▶ _STATED EXERCISE_
Repeat each record below exactly as given.

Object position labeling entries
^^^^
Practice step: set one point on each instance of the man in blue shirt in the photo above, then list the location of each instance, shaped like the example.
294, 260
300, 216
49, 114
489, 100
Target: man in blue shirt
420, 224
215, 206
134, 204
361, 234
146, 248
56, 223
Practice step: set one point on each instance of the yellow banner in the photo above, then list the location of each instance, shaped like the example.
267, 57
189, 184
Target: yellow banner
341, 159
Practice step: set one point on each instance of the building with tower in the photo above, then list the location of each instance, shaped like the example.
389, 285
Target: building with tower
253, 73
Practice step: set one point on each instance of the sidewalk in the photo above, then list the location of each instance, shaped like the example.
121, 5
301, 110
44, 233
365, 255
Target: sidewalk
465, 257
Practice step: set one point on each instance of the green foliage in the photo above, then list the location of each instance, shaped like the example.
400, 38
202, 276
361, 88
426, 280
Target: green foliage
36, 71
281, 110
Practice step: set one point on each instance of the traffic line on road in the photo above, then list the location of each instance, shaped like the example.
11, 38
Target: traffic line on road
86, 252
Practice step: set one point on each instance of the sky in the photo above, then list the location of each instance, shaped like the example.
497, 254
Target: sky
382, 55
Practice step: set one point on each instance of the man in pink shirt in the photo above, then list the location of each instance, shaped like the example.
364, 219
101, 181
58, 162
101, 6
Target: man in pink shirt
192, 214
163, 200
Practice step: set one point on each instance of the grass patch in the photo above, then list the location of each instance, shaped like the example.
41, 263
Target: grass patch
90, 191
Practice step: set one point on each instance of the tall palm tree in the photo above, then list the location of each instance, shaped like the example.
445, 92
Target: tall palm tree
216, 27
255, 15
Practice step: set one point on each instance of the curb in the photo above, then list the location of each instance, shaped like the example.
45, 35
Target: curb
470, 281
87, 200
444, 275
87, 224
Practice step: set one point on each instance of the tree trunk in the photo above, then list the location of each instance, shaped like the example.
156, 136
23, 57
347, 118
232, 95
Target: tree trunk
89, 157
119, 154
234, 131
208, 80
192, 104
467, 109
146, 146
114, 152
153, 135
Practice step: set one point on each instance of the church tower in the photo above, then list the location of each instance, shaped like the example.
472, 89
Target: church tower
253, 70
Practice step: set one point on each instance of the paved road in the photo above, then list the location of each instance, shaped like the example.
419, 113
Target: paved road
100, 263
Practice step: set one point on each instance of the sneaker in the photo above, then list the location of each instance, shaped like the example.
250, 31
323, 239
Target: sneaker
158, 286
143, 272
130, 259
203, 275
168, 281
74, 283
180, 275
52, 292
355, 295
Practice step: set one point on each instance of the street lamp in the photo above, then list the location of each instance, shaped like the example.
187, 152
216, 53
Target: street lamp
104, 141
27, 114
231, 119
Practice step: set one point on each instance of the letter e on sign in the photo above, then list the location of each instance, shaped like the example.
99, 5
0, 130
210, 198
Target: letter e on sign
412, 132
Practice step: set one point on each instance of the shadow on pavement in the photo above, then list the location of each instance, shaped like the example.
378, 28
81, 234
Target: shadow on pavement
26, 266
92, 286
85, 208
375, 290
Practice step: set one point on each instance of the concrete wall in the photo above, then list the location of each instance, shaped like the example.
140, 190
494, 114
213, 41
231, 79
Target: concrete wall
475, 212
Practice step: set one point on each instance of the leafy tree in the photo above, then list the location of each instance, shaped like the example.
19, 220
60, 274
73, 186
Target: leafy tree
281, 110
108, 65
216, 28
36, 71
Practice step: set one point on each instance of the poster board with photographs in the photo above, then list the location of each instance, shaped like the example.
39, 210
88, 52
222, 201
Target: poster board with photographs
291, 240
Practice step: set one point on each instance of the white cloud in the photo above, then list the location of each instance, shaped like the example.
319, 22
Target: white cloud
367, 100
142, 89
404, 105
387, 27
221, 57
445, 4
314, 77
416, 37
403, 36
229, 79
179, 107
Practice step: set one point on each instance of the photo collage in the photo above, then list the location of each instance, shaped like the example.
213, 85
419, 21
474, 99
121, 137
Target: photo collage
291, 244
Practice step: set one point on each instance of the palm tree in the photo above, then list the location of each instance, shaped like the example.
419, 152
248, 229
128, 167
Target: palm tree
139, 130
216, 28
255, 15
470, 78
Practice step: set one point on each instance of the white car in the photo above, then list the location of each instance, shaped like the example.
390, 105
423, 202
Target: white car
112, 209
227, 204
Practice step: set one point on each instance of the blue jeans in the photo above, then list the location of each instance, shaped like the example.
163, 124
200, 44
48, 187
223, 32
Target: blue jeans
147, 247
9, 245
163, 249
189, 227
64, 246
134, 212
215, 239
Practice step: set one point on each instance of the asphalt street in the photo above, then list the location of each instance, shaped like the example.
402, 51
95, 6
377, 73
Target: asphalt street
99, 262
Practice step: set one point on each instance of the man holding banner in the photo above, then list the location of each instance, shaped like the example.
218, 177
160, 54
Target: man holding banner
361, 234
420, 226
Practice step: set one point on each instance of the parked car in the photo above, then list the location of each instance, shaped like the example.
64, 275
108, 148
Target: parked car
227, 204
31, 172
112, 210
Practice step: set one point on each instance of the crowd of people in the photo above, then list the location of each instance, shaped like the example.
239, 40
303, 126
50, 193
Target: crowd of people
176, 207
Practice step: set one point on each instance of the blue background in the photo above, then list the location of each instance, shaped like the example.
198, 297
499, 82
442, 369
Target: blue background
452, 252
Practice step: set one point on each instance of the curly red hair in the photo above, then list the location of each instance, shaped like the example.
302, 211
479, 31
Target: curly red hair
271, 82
^^^^
▶ _RESULT FOR THIS EXERCISE_
Practice step: set one point on each instance of the man in blue shirt in the photo above, then list the location of each instance, shaped like the example.
294, 260
300, 216
49, 114
489, 100
Target: man in blue shirt
420, 224
215, 206
134, 204
361, 234
146, 248
56, 223
Practice step: set one point on each instance of the yellow banner in the photo above, then list the location of each instance, shaped like the example.
267, 57
189, 184
Target: yellow banner
341, 159
Practice step: set one point on each instance of the building with tower in the photo above, then list the location of each instance, shaped like the example.
389, 285
Target: building with tower
253, 73
Practice step: set one point on each instance of the sidewalk in the photo above, then list the location of each instance, shaped like the example.
121, 5
301, 110
44, 233
365, 255
Target: sidewalk
465, 257
Practice step: set one point on each instance of the green foliage in the photo above, then list the location of each instance, shaped like the example.
400, 38
202, 276
361, 88
426, 280
Target: green foliage
36, 71
281, 110
Practice step: set one point on each instance of the traffic line on road in the photo above, then list the location of each instance, shaped like the example.
11, 38
Target: traffic line on road
86, 252
Practice step: set one point on each instance of the sky in the photo above, then list the location of each instance, shaped like the example.
497, 254
Target: sky
382, 55
Practice step: set one point on each instance of the man in pink shirt in the photo above, then list the location of each instance, shaped like the example.
364, 219
101, 181
58, 162
101, 6
Target: man in pink shirt
192, 214
163, 200
Practice step: set one point on each instance of the grass patch in the photo above, then list the location of each instance, shaped like the example.
41, 263
Target: grass patch
90, 191
Practice step: set one point on each instance of the tall palm tree in the photo above, then list the location of each instance, shaped like the example.
445, 92
Target: tall palm tree
216, 27
255, 15
Practice step: set one point on each instance of the curb in the photo above, then list the location of each instance, shaped like the example.
45, 35
Target: curb
470, 281
87, 200
444, 275
87, 224
Practice step: set one point on each instance of the tree trunk in the photo above, then list the location of each instance, shaped like the example.
156, 136
23, 57
347, 118
232, 95
Target: tree trunk
89, 157
119, 154
234, 131
208, 80
192, 104
467, 109
146, 146
114, 152
153, 135
Practice step: set one point on each instance of the church tower in the photo above, then list the location of each instance, shaped like the example.
472, 89
Target: church tower
253, 70
Practice step: set one point on each instance of the paved road in the photo above, then list the location of each instance, shaped like the example.
419, 113
Target: paved road
100, 263
Practice step: set one point on each instance of the sneaker in the photo above, then list the location of each instance, shaped like the example.
250, 31
323, 239
Target: sneaker
158, 286
143, 272
130, 259
203, 275
168, 281
74, 283
180, 275
52, 292
355, 295
Practice step: set one point on each instance of the street lamp in the photo above, then list the location of each instance, shaped like the example.
187, 152
216, 53
Target: street lamp
104, 141
27, 114
231, 119
Practice step: set one point on each instance of the letter e on sign in the photo above, then list the location of each instance, shaped like the example.
99, 5
0, 130
210, 198
Target: letter e on sign
412, 132
Practice step: set one point on each instance of the shadow on pavement in the photo above, then list the location of each instance, shaped like the example.
378, 28
81, 234
Target: shadow on pavement
26, 266
92, 286
85, 208
375, 290
Practice step: set one point on each instance of the concrete wall in the photo above, then list the location of each instance, shaped like the example.
140, 190
494, 114
213, 41
231, 79
Target: concrete wall
475, 212
Practice step: set one point on each instance of the leafy tree in the photo above, then list the location of each instance, shaped like the example.
19, 220
60, 274
73, 186
Target: leafy tree
281, 110
108, 65
216, 28
36, 71
Practice step: set one point on each instance of the poster board with photographs in the photo above, then list the location of each instance, shaped like the example.
39, 210
88, 52
222, 201
Target: poster board with photographs
291, 240
Practice step: set one point on each instance of the white cloud in the photo above, then list the location of each instance, shaped like the example.
319, 22
Target: white cloud
367, 100
142, 89
404, 105
387, 27
221, 57
445, 4
314, 77
416, 37
403, 36
229, 79
179, 107
Practice step: set one point on each instance of the photo collage in the photo above, then list the location of each instance, shaped like the example.
213, 85
419, 21
474, 99
121, 137
Target: photo collage
291, 244
Practice step: set one point on each instance of the palm tree in the photo above, then list the location of each instance, shaped like the example.
419, 152
248, 229
128, 167
Target: palm tree
139, 130
216, 28
255, 15
470, 78
Practice step: set one point on each instance of the white car in the photo above, then list the location of each instance, shaped like the example.
390, 105
423, 202
Target: white car
112, 209
227, 204
Practice step: set one point on each instance of the blue jeans in the photo above, then list the location of each instance, shaped like the example.
163, 124
200, 44
48, 187
223, 32
Target: blue jeans
147, 247
9, 245
163, 249
189, 227
64, 246
134, 212
215, 239
Practice step: set one point on each instance of the asphalt street in the photo above, then list the location of each instance, shaped like the example.
402, 51
95, 6
377, 73
Target: asphalt street
99, 262
Practice step: set one point on each instance of the man holding banner in the photo above, then list the location of each instance, shaped like the example.
218, 177
160, 54
Target: man holding banner
361, 234
420, 226
Practice step: set one point on each instance of the parked car in the photo above, then list the location of each instance, shaped like the example.
64, 275
108, 148
Target: parked car
227, 204
31, 172
112, 210
Practice step: set one point on each instance of the crowd of people in the photo above, then list the location of each instance, shaped like the example.
239, 40
303, 126
50, 193
Target: crowd of people
176, 207
Practice step: set one point on each instance of the blue background in the photo above, then list the location of each instance, shaped like the example.
198, 297
499, 82
442, 369
Target: blue background
452, 252
Practice step: set one point on each instance of the curly red hair in the photo above, then list the location of each instance, shaped like the example.
302, 211
479, 31
Target: curly red hair
271, 82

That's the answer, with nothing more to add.